• _What the task requires_:
Can the data below be echoed back word for word?

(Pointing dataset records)
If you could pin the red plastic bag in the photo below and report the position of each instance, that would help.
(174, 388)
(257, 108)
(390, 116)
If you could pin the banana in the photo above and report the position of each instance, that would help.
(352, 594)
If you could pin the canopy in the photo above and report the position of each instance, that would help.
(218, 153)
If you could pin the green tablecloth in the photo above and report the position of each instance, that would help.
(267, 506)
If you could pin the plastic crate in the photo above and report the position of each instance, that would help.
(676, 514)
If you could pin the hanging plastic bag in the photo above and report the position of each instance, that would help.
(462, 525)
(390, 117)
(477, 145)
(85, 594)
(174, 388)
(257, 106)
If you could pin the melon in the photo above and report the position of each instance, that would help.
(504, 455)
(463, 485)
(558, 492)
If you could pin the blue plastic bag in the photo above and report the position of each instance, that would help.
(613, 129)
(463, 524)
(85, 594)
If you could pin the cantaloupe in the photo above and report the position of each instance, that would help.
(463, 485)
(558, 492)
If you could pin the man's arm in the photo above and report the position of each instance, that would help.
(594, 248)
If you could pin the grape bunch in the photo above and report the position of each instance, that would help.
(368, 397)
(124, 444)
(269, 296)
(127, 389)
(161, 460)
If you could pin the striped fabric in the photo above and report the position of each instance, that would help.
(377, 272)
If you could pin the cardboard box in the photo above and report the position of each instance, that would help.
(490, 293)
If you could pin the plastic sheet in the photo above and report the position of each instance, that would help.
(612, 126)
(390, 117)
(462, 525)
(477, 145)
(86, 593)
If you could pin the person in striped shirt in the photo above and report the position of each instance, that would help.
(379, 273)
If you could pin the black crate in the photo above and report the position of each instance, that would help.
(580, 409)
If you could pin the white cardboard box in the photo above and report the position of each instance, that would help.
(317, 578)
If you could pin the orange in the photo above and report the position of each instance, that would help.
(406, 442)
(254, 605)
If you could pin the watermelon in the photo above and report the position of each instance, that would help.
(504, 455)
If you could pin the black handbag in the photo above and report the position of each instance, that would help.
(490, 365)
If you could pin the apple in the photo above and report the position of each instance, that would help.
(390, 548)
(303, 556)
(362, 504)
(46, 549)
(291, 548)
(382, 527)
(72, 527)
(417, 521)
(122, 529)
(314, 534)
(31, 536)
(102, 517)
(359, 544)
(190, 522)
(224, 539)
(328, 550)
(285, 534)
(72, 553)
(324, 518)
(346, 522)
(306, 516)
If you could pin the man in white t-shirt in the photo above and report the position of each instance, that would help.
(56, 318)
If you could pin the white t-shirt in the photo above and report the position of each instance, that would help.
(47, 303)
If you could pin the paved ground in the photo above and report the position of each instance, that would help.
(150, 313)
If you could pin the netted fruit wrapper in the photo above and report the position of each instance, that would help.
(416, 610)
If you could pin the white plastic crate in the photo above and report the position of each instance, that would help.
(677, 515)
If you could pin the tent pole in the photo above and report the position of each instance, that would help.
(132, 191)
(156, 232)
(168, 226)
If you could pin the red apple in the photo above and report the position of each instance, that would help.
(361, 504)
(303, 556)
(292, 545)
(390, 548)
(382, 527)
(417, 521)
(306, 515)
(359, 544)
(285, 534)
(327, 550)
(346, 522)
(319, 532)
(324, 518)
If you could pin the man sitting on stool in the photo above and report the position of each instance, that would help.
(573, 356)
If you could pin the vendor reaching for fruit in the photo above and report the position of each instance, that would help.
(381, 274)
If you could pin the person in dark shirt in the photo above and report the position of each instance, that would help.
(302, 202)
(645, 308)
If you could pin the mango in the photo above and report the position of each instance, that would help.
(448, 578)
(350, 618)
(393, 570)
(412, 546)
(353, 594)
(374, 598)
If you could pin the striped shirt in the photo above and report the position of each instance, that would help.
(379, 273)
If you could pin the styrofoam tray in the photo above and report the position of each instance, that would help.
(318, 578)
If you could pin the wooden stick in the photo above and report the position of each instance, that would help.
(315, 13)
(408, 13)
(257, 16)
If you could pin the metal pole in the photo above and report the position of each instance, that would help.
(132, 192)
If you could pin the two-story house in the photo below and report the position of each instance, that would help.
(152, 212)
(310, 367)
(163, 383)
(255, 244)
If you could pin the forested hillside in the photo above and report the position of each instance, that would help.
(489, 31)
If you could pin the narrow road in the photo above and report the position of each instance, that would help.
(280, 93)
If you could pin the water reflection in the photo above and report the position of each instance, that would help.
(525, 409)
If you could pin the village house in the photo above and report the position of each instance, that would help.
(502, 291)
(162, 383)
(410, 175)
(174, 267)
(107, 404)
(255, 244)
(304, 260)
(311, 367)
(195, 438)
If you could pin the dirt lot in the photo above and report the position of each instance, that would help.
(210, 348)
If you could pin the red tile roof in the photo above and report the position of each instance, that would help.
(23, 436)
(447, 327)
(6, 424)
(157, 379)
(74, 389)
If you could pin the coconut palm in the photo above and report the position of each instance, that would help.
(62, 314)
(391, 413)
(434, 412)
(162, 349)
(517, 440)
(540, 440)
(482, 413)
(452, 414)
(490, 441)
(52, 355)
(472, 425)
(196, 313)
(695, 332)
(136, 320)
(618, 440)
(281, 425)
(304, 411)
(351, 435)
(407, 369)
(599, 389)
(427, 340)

• _Solution to the problem_:
If you could pin the red plastic bag in the photo below and report the position of each instance, that would help.
(174, 388)
(257, 108)
(390, 116)
If you could pin the banana in the photo above and report the position of each instance, that would help.
(352, 594)
If you could pin the canopy in the photo above and report the position of each instance, that would help.
(218, 153)
If you could pin the green tablecloth in the photo above and report the position of each instance, that would help.
(267, 506)
If you could pin the plastic crate in the photo above and report the position of each instance, that would help.
(676, 514)
If you could pin the hanging plastic bag in the photo above and report the position of each instance, that would help.
(462, 525)
(390, 117)
(477, 145)
(85, 594)
(174, 388)
(257, 106)
If you could pin the melon in the photo above and report the position of each instance, that would help.
(504, 455)
(463, 485)
(558, 492)
If you could pin the blue plastic bag in the photo above and report the position of each instance, that would help.
(613, 129)
(463, 524)
(85, 594)
If you could pin the cantaloupe in the photo above and report the position of each instance, that would help.
(463, 485)
(558, 492)
If you could pin the man's arm in the photo above and report the position of each instance, that would help.
(594, 248)
If you could pin the grape bunch in the photo above and report the position of each instance, that would help.
(368, 397)
(124, 444)
(269, 296)
(127, 389)
(161, 460)
If you could pin the striped fabric in the photo above and report the position of each instance, that would help.
(377, 272)
If you could pin the cardboard box in the photo above and report the position of each instance, that would help.
(490, 293)
If you could pin the plastic sheet in the photo above and report the position of each instance, that would help.
(612, 126)
(390, 117)
(462, 525)
(477, 145)
(86, 593)
If you could pin the person in striped shirt in the photo above and report the position of each instance, that would help.
(379, 273)
If you could pin the black crate in the photo above and report the position of each instance, that would help.
(580, 409)
If you could pin the white cardboard box in the photo above and report the position of each instance, that would help.
(317, 578)
If you could pin the orange in the photo above and report the position of each instance, that would help.
(406, 442)
(254, 605)
If you could pin the watermelon in the photo above and report the position of each instance, that would help.
(504, 455)
If you could pin the black handbag in the photo above and report the position of each instance, that would help.
(490, 365)
If you could pin the apple in the photo above and report the position of each instance, that would help.
(390, 548)
(303, 556)
(362, 504)
(46, 549)
(291, 548)
(382, 527)
(72, 527)
(417, 521)
(122, 529)
(314, 534)
(31, 536)
(102, 517)
(359, 544)
(190, 522)
(224, 539)
(328, 550)
(285, 534)
(72, 553)
(324, 518)
(346, 522)
(306, 516)
If you could pin the man in white t-shirt in the photo above and report the position of each instance, that would help.
(56, 318)
If you could pin the white t-shirt in the photo above and report the position of each instance, that would help.
(47, 303)
If you could pin the paved ground in the photo above and report the position of each instance, that would help.
(150, 313)
If you could pin the netted fruit wrapper in the photo above and report the position of each instance, that would help.
(416, 610)
If you could pin the white plastic crate in the photo above and report the position of each instance, that would help.
(677, 515)
If you could pin the tent pole in the photo above and report the position of each instance, that would help.
(132, 191)
(156, 232)
(168, 226)
If you could pin the red apple in the photo above and report the position of each instance, that would help.
(361, 504)
(303, 556)
(292, 545)
(390, 548)
(382, 527)
(417, 521)
(306, 515)
(359, 544)
(285, 534)
(327, 550)
(346, 522)
(319, 532)
(324, 518)
If you could pin the man sitting on stool in the photo above and report the position of each instance, that would help.
(573, 356)
If you could pin the vendor reaching for fruit in the photo above and report the position of each instance, that would help.
(381, 274)
If you could pin the person in dark shirt in the photo above and report the position of each instance, that would help.
(302, 202)
(645, 308)
If you could pin the mango in the photo above and report the position of each instance, that would help.
(448, 578)
(350, 618)
(393, 570)
(412, 546)
(353, 594)
(374, 598)
If you could pin the striped shirt in the photo above and report the position of each instance, that would help.
(379, 273)
If you could pin the styrofoam tray in the photo above and report the position of each instance, that would help.
(318, 578)
If you could pin the wooden stick in the photo above and report the position of each instance, that would help.
(315, 13)
(408, 13)
(257, 16)
If you could pin the metal pole in the photo above and report the position of each instance, that would help.
(132, 192)
If you could pin the two-story house in the photo below and report the position of each instance, that would help.
(152, 212)
(310, 367)
(163, 383)
(255, 244)
If you could pin the forested hillside in the photo above and report the position of each instance, that would help.
(489, 31)
If you could pin the narrow road in the photo above and report the position of each instance, that would help.
(280, 93)
If you could pin the water reflection in the photo above and report the position of each instance, that would help.
(525, 409)
If you could pin the village house in the photo above and report the position of each instance, that would help.
(502, 291)
(162, 383)
(410, 175)
(174, 267)
(107, 404)
(255, 244)
(304, 260)
(311, 367)
(195, 438)
If you could pin the dirt lot in the photo above and report the position of each instance, that would help.
(210, 348)
If you could pin the red tile roof in the photo above and report the position of each instance, that would help.
(23, 436)
(447, 327)
(6, 424)
(157, 379)
(74, 389)
If you could pin the coconut palm in the photo above and report the position of each instance, that would help.
(62, 314)
(391, 413)
(434, 412)
(162, 349)
(517, 440)
(540, 440)
(482, 413)
(452, 414)
(490, 441)
(52, 355)
(472, 425)
(196, 313)
(695, 332)
(136, 320)
(618, 440)
(281, 425)
(304, 411)
(351, 435)
(407, 369)
(599, 389)
(427, 340)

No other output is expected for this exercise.